• _Halaman_:
^^^^^^^^

Proses kembali atau pemurnian diri ini pun, bisa dilakukan dalam tiga tahapan, yakni :

1. Pemurnian Diri (Purification) : Lewat kesenian, orang dibawa naik dari keindahan inderawi ke pengertian mendalam mengenai keindahan dan kebenaran yang mantap dan sejati.

2. Kontemplasi (Contemplation) : Dengan berfilsafat, orang akan mencapai pencerahan akal budi : Ia akan dapat mengenali dunia ide-ide. Dan akhirnya :

3. Penyatuan atau Peleburan (Extase) : Orang akan mencapai Penyatuan dengan "Yang Esa", yang melampaui segala pengetahuan. Tahap akhir ini, dicapai lewat "Kontemplasi" dan Askese" atau Laku Tapa (Misalnya : Menjalankan Pantangan, Puasa, Selibat) agar dapat melepaskan diri dari kekuatan pengaruh dunia materi. Menurut pengakuan Porfirius, murid Plotinos, bahwa ia pernah empat kali menyaksikan gurunya mengalami kondisi Ekstase tersebut.

^^^^^^^^

• _Tujuan Tugas_:
Ambil persis bagian teks tahapan pemurnian diri mulai dari "Proses kembali atau" sampai dengan "mantap dan sejati.". Entri ini diambil dari sumber yang berbeda dari teks tahapan pemurnian diri.

Entri dari kumpulan pelabelan titik

^^^^^^^^

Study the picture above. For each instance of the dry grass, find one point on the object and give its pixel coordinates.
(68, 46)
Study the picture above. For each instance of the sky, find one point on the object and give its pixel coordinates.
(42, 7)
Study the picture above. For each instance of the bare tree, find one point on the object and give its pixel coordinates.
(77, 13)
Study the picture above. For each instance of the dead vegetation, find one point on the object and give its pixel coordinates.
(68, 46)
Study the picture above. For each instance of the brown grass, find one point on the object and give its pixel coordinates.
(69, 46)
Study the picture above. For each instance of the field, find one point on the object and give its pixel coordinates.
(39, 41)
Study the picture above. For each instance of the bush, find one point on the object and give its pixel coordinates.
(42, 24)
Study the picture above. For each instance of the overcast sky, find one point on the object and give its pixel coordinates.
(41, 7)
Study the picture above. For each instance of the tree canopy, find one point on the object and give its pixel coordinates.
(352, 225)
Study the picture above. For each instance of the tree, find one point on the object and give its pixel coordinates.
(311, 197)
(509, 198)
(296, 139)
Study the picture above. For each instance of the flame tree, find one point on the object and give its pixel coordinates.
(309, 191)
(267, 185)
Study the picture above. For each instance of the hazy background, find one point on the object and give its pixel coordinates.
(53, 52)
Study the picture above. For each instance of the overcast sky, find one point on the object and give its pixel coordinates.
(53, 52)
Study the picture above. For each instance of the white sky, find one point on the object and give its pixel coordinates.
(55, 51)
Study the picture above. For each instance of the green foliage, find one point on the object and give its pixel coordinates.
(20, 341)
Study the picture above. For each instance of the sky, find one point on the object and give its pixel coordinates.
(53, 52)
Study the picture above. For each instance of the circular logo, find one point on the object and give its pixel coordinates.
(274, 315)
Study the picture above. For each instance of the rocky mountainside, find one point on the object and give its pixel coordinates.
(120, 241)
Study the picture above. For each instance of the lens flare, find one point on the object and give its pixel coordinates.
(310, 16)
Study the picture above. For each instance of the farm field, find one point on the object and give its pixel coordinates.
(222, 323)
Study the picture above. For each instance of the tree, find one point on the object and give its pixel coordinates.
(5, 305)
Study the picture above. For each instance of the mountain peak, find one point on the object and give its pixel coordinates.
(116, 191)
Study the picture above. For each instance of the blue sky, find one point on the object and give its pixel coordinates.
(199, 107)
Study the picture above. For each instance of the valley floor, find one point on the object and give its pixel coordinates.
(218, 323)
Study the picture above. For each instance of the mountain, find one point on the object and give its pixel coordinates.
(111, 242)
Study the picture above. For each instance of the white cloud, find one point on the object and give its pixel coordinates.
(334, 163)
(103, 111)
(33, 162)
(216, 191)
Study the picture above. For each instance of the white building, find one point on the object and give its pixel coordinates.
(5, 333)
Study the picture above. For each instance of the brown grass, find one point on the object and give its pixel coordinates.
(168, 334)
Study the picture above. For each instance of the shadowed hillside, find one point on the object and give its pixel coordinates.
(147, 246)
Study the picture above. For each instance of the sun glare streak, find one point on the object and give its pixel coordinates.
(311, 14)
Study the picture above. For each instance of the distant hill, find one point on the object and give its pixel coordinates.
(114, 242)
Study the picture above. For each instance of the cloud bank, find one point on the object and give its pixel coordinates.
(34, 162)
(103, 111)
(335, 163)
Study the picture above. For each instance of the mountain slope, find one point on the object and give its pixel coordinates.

^^^^^^^^

• _Jawaban Tertulis_:
Proses kembali atau pemurnian diri ini pun, bisa dilakukan dalam tiga tahapan, yakni :

1. Pemurnian Diri (Purification) : Lewat kesenian, orang dibawa naik dari keindahan inderawi ke pengertian mendalam mengenai keindahan dan kebenaran yang mantap dan sejati.